STATED GOAL
Collect every line in the entries below that contains the word "picket", and list those lines in the order they appear.

---------- MATERIAL SHOWN ----------

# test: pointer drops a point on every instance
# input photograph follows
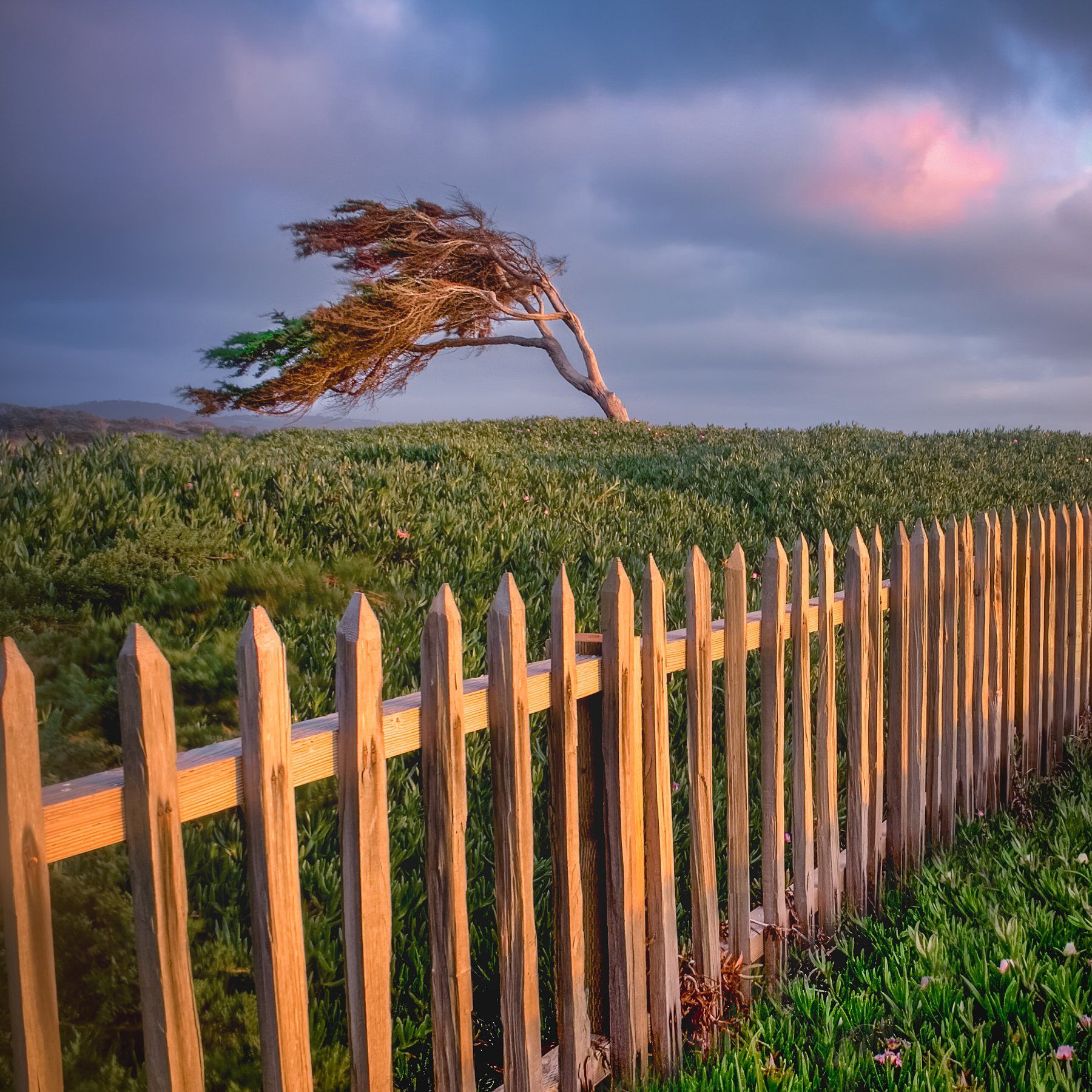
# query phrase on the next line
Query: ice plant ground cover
(184, 536)
(979, 974)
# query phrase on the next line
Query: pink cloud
(905, 169)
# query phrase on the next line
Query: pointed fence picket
(988, 670)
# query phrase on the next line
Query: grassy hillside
(966, 979)
(184, 536)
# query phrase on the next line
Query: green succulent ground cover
(962, 981)
(184, 536)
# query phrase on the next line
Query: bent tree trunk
(611, 404)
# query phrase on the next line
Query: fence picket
(625, 830)
(1008, 652)
(1062, 593)
(772, 661)
(898, 704)
(173, 1056)
(24, 884)
(591, 807)
(876, 749)
(1087, 613)
(1023, 642)
(948, 722)
(803, 809)
(917, 729)
(737, 909)
(571, 1000)
(828, 841)
(513, 838)
(965, 749)
(857, 724)
(1037, 653)
(935, 604)
(1050, 638)
(983, 584)
(994, 616)
(1074, 636)
(443, 787)
(666, 1013)
(365, 846)
(706, 928)
(269, 803)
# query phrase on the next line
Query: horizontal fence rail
(87, 814)
(966, 670)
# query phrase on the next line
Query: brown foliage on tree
(422, 278)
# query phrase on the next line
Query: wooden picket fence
(988, 669)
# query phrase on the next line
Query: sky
(775, 213)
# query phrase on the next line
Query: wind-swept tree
(422, 280)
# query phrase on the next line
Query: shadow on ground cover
(966, 980)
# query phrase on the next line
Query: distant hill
(78, 426)
(125, 410)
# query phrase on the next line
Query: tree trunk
(611, 404)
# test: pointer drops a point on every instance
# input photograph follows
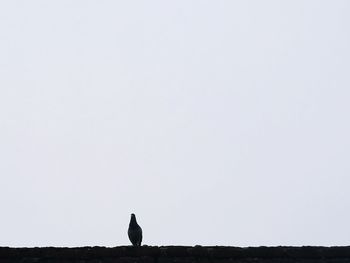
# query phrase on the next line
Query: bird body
(134, 232)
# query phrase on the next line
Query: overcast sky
(215, 122)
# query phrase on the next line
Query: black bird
(134, 232)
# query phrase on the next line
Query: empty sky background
(216, 122)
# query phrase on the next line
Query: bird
(134, 232)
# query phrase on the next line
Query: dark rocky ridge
(176, 254)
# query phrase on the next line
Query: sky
(215, 122)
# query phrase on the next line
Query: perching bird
(134, 232)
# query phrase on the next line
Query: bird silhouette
(134, 232)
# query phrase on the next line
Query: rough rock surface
(176, 254)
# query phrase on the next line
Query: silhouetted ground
(176, 254)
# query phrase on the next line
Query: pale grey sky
(215, 122)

----------

EXERCISE ANSWER
Query: pointed fence picket
Query: fence picket
Query: wooden picket fence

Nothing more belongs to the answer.